*WHAT IS NEEDED*: Extract every line of the entries below that contains the string "store".

*DATASET EXTRACT*:
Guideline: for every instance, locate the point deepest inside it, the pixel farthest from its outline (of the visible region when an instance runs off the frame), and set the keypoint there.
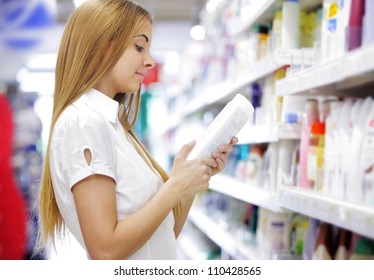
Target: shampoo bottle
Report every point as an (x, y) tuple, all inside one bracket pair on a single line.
[(310, 116), (290, 24)]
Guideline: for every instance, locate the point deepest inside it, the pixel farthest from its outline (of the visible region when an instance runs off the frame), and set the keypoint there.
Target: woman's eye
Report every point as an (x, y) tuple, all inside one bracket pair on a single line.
[(139, 48)]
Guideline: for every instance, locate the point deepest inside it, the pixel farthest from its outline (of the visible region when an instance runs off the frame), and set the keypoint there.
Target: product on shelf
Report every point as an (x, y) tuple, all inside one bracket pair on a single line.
[(290, 24)]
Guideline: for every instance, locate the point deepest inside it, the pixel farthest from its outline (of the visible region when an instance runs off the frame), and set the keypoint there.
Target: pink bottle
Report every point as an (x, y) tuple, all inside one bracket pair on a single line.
[(310, 116)]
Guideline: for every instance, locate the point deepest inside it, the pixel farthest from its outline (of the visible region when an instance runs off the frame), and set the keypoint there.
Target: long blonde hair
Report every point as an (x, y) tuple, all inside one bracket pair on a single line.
[(89, 31)]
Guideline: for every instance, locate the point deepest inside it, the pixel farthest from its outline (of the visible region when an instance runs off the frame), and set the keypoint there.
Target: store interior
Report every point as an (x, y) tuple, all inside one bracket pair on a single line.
[(300, 182)]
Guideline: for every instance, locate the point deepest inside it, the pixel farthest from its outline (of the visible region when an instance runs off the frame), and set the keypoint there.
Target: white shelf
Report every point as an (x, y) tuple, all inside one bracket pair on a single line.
[(330, 77), (253, 12), (262, 11), (252, 134), (222, 238), (355, 217), (230, 87), (245, 192)]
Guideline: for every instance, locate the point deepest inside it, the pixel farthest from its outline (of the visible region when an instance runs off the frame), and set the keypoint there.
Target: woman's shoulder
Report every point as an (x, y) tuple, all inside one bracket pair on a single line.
[(78, 116)]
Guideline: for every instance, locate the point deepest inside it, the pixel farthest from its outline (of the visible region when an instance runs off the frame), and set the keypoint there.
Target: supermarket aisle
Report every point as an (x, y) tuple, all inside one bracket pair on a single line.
[(300, 183)]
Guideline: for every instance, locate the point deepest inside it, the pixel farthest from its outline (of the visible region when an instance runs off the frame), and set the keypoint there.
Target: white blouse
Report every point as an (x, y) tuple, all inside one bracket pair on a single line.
[(92, 123)]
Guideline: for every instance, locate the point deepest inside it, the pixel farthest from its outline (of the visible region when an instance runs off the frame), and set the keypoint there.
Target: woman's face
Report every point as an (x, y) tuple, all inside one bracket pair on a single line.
[(129, 71)]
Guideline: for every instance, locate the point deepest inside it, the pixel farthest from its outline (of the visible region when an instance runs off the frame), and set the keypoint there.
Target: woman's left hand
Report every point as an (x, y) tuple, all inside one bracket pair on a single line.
[(221, 156)]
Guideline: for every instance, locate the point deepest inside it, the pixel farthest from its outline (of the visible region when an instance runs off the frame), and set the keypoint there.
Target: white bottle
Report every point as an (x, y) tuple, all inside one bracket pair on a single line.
[(286, 149), (354, 176), (290, 24), (366, 165), (226, 125)]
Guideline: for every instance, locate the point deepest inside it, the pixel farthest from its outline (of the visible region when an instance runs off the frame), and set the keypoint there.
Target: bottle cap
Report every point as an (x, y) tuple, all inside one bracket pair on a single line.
[(318, 128)]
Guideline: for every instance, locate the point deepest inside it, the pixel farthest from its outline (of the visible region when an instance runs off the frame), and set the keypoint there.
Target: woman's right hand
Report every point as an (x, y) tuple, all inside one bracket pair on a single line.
[(190, 176)]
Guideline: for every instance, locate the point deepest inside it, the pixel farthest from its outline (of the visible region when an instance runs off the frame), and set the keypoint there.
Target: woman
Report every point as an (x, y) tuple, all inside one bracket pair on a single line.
[(99, 181)]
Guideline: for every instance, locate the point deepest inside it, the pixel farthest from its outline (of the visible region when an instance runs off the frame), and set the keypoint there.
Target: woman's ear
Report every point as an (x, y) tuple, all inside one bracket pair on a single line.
[(106, 54)]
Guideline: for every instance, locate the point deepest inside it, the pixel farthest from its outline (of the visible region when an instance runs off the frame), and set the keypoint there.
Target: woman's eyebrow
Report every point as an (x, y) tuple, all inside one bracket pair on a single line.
[(143, 35)]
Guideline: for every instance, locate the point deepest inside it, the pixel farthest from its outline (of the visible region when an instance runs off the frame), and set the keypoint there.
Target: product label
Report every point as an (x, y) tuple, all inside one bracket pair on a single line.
[(368, 163), (332, 17)]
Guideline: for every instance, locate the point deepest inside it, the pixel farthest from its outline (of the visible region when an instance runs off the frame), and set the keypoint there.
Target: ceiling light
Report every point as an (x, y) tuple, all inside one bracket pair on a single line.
[(77, 3), (197, 32)]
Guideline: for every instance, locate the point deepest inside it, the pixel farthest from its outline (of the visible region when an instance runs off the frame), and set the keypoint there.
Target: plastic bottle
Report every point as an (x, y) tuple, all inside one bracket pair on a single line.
[(354, 176), (286, 149), (368, 23), (226, 125), (316, 155), (290, 24), (323, 247), (355, 24), (310, 116), (367, 159), (277, 30), (344, 239)]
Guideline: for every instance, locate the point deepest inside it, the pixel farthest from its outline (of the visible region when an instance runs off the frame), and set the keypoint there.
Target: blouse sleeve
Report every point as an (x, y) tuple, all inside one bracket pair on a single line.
[(91, 135)]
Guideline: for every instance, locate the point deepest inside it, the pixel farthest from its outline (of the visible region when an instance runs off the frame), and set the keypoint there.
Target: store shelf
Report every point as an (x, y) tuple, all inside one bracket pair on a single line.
[(262, 11), (253, 134), (245, 192), (355, 217), (252, 12), (226, 90), (227, 241), (334, 77)]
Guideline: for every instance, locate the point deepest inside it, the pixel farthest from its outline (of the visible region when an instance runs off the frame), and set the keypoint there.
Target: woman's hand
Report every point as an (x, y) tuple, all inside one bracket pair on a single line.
[(191, 176), (221, 156)]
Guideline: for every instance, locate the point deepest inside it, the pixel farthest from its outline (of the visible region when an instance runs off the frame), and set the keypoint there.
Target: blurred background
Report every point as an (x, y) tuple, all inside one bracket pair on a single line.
[(306, 66)]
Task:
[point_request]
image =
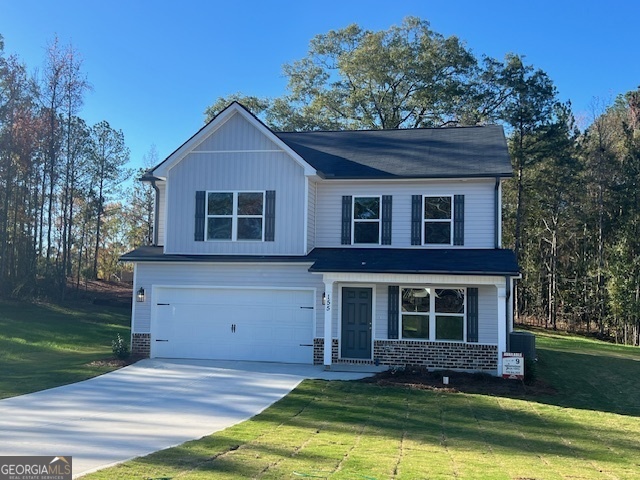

*WORKED SOLUTION*:
Target: store interior
Target: store shelf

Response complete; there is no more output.